Focus Mode

Nemotron 3 Nano 30B

Updated on 11 March, 2026

Deploy NVIDIA's Nemotron 3 Nano on NVIDIA HGX B200 GPUs. This hybrid Mamba-Transformer model delivers high throughput with only 3B active parameters per token.

Model Overview

Property	Value
Model ID	`nvidia/NVIDIA-Nemotron-3-Nano-30B-A3B-FP8`
Architecture	Hybrid Mamba-Transformer MoE
Total Parameters	30B
Active Parameters	3B per token
Attention	Mamba (linear/SSM) + Standard Transformer (interleaved)
Routing	MoE (128 experts)
Context Length	1,048,576 tokens (1M)
Quantization	FP8 (also available: NVFP4, BF16)
License	NVIDIA Open Model License
Link	HuggingFace

Architecture

Nemotron Nano uses a hybrid Mamba-Transformer architecture — the first production model to combine State Space Model (SSM) layers with traditional attention layers at scale. Mamba layers process sequences in linear time (O(n)) without maintaining a KV cache, while Transformer layers handle tasks that benefit from full attention. The MoE routing activates only 3B of the 30B total parameters per token.

[Stated goal]
Rewrite the stretch of the Nemotron page from "Model Overview" through "Standard Transformer (interleaved)", replacing "Property" with "Attribute". The rows play no part in this.

[Provided records]

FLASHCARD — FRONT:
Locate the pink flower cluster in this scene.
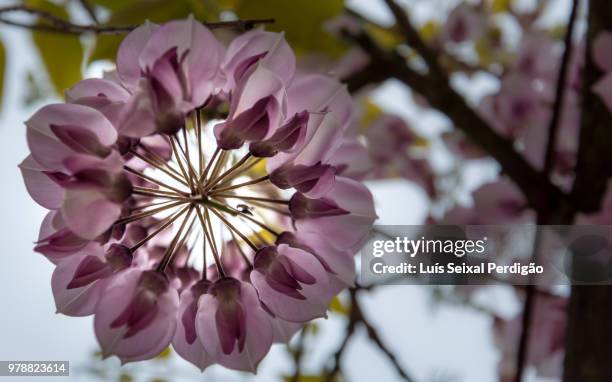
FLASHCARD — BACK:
[20,18,376,371]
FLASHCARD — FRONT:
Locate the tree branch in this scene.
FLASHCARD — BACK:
[325,288,414,382]
[342,26,573,215]
[563,0,612,382]
[515,0,580,382]
[0,5,274,35]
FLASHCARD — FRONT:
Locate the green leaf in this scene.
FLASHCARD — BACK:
[26,0,83,96]
[329,296,351,316]
[89,0,199,62]
[236,0,346,57]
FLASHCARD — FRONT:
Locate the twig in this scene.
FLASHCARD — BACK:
[79,0,100,24]
[0,5,274,35]
[343,14,573,215]
[325,288,414,382]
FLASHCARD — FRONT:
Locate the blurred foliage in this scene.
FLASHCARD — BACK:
[26,0,83,96]
[0,35,6,108]
[235,0,345,57]
[11,0,350,103]
[89,0,194,61]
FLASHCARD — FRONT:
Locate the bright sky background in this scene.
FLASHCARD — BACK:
[0,0,568,382]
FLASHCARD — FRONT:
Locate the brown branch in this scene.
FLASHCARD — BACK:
[343,30,573,215]
[325,288,414,382]
[563,0,612,382]
[385,0,448,77]
[0,5,274,35]
[515,0,580,382]
[79,0,100,24]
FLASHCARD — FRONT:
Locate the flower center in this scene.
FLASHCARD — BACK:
[115,110,289,278]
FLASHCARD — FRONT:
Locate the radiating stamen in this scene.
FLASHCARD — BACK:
[214,193,289,205]
[132,186,187,200]
[209,198,280,237]
[115,200,187,225]
[211,204,259,252]
[195,109,204,174]
[208,151,230,183]
[130,206,189,252]
[198,147,221,184]
[123,165,188,196]
[156,204,194,272]
[170,136,195,192]
[204,153,251,191]
[196,207,225,277]
[130,150,189,187]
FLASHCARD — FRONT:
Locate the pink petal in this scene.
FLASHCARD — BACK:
[26,104,117,170]
[251,244,333,322]
[172,280,215,371]
[62,189,121,239]
[19,155,64,209]
[51,254,106,316]
[295,176,377,252]
[66,78,130,126]
[287,74,353,126]
[94,268,179,363]
[222,29,295,92]
[196,282,273,372]
[140,16,223,106]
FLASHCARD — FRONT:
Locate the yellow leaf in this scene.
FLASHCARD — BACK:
[329,296,351,316]
[247,159,268,179]
[236,0,346,57]
[26,0,83,96]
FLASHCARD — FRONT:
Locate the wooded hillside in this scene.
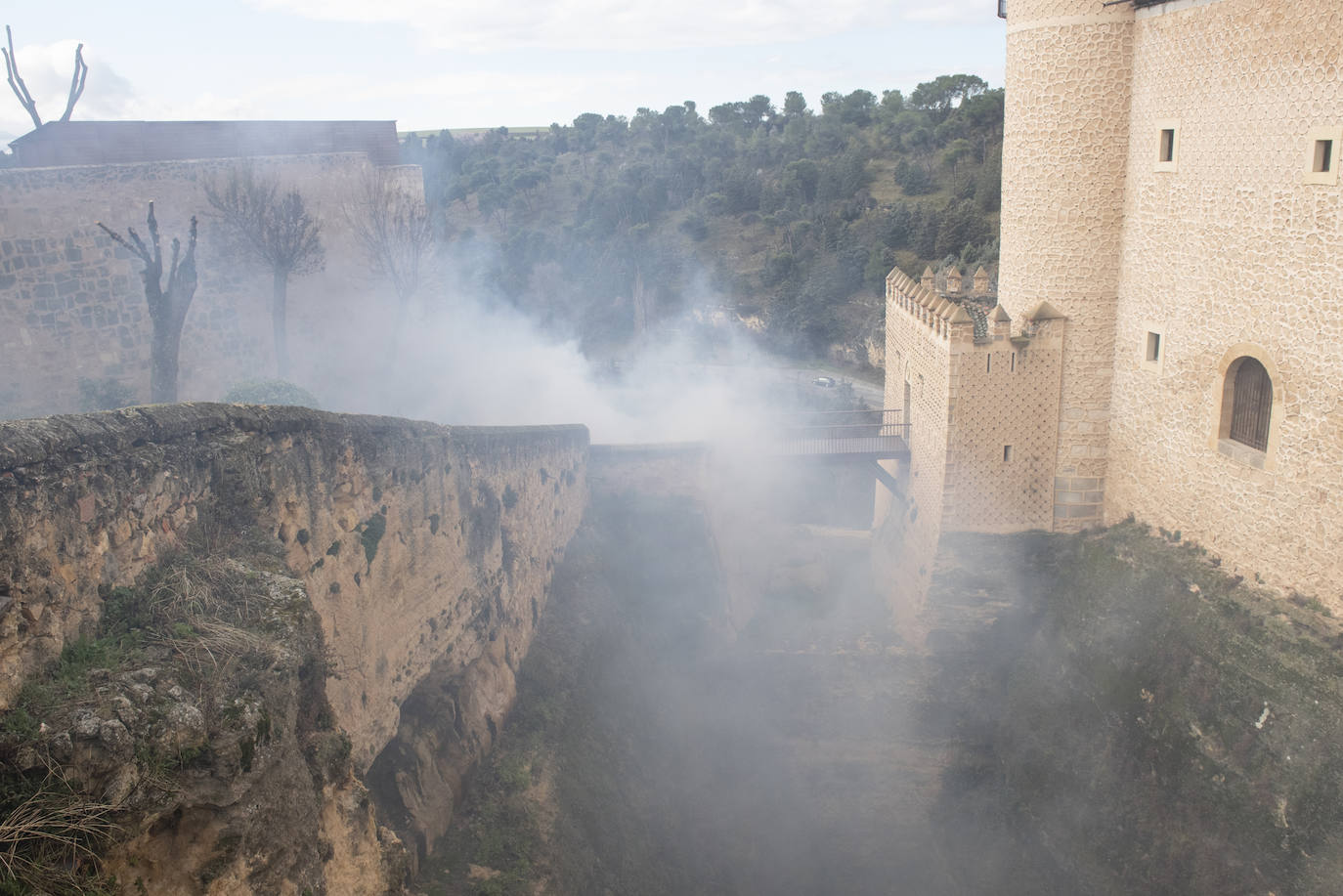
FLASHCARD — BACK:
[403,75,1003,356]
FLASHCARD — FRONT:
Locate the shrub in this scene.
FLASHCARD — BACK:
[224,380,321,409]
[79,376,139,411]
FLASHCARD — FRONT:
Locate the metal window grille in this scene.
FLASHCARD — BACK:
[1231,358,1274,451]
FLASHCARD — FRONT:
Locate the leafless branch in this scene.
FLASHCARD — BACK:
[61,44,89,121]
[0,25,42,128]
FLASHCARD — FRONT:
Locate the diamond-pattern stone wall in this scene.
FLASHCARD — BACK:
[1101,0,1343,609]
[998,0,1134,531]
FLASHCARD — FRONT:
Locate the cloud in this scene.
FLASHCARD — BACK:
[250,0,987,53]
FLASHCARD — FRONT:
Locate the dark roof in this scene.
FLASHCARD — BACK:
[10,121,400,168]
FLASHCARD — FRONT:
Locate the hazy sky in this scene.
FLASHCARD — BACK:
[0,0,1003,144]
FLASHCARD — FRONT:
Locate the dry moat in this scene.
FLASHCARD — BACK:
[417,467,1343,896]
[0,405,1343,896]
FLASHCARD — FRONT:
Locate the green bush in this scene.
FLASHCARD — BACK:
[224,380,321,409]
[79,376,139,411]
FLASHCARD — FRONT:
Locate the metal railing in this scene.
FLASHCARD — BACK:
[775,409,909,455]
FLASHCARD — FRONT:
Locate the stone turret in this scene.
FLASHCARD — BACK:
[998,0,1134,530]
[945,268,960,295]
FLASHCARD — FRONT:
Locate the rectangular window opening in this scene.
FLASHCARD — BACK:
[1311,140,1333,175]
[1156,128,1176,161]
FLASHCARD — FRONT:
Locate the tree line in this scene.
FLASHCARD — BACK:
[403,74,1003,355]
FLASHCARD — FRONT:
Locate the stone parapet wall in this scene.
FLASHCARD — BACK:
[0,153,423,418]
[0,405,586,768]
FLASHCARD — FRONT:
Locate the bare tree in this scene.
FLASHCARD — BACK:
[205,166,326,379]
[344,168,434,343]
[98,201,196,405]
[0,25,89,128]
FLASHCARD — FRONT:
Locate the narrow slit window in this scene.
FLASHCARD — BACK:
[1312,140,1333,175]
[1156,128,1175,161]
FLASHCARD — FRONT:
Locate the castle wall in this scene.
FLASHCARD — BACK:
[873,270,951,622]
[0,153,423,418]
[998,0,1134,531]
[941,319,1063,532]
[1101,0,1343,609]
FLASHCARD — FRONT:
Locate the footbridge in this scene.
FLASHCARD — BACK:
[764,408,909,494]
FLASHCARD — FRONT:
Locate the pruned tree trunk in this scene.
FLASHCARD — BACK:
[0,25,89,128]
[150,311,181,405]
[270,270,288,380]
[98,203,196,405]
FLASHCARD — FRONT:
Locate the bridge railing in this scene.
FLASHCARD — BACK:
[776,409,909,455]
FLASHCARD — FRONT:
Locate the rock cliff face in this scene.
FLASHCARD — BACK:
[0,405,586,892]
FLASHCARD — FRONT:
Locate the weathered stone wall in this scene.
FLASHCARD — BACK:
[0,153,423,418]
[941,319,1063,532]
[873,270,1063,638]
[998,0,1133,531]
[873,272,951,633]
[0,405,586,770]
[1101,0,1343,610]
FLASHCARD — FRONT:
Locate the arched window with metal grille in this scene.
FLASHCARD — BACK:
[1226,356,1274,451]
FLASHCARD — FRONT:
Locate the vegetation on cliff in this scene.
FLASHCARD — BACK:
[403,75,1003,354]
[0,527,362,893]
[931,524,1343,895]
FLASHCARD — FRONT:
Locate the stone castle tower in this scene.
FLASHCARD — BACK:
[879,0,1343,610]
[998,0,1134,530]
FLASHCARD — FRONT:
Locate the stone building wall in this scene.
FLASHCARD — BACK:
[998,0,1134,531]
[0,153,423,418]
[1101,0,1343,609]
[879,270,1068,537]
[941,319,1063,532]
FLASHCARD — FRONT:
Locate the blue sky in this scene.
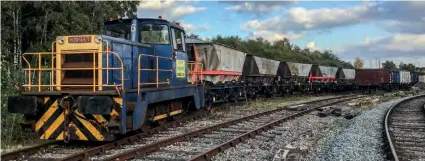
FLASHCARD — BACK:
[138,1,425,67]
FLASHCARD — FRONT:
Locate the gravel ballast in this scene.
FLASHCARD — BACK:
[308,98,405,161]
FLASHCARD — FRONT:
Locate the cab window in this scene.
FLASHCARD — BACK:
[140,23,170,44]
[104,23,131,40]
[171,28,186,51]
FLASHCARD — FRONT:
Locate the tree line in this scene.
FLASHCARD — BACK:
[195,34,354,68]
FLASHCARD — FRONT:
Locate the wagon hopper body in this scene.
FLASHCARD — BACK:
[186,39,247,107]
[187,39,247,83]
[242,55,280,96]
[356,69,392,92]
[277,62,313,93]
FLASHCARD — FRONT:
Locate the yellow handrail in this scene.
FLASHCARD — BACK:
[22,51,124,92]
[188,61,204,84]
[137,54,173,94]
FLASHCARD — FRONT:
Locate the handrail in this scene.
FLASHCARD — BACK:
[188,61,204,84]
[22,51,124,92]
[137,54,173,94]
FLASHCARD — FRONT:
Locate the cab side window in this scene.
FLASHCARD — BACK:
[171,28,186,52]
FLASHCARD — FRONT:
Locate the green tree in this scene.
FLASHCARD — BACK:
[382,60,397,70]
[399,63,416,72]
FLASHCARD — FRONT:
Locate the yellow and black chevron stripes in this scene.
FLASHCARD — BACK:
[35,96,122,141]
[35,96,64,139]
[110,97,122,116]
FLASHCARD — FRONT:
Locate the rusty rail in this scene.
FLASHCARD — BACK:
[190,96,365,161]
[384,94,425,161]
[105,95,364,161]
[0,141,63,160]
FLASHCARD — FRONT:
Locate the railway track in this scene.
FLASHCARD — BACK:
[384,95,425,161]
[1,93,358,160]
[97,93,363,160]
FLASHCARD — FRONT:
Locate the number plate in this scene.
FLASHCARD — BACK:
[68,36,91,43]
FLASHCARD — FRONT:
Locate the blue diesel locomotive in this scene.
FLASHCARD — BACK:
[8,18,205,141]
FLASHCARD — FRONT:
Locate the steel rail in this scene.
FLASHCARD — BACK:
[105,95,365,161]
[1,95,353,161]
[384,95,425,161]
[190,96,365,161]
[0,141,62,160]
[58,111,206,161]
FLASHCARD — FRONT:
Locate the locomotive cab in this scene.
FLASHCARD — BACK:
[8,18,204,141]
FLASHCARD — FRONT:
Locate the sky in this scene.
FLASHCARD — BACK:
[137,0,425,68]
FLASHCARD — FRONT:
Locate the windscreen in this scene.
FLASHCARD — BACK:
[140,23,170,44]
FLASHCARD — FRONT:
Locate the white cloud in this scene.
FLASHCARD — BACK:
[338,33,425,66]
[171,6,207,17]
[249,30,304,42]
[137,0,206,21]
[224,1,294,15]
[305,41,316,49]
[180,22,211,33]
[281,5,373,30]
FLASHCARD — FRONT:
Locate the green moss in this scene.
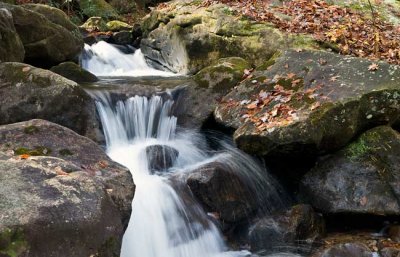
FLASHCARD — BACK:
[24,125,39,135]
[58,149,74,156]
[0,229,29,257]
[14,146,51,156]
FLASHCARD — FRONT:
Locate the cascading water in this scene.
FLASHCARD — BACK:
[82,42,304,257]
[81,41,176,77]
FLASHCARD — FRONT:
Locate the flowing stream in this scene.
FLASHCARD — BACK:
[83,43,297,257]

[Solution for this exercise]
Model Overview

Attribute	Value
Model ID	`nvidia/NVIDIA-Nemotron-3-Nano-30B-A3B-FP8`
Architecture	Hybrid Mamba-Transformer MoE
Total Parameters	30B
Active Parameters	3B per token
Attention	Mamba (linear/SSM) + Standard Transformer (interleaved)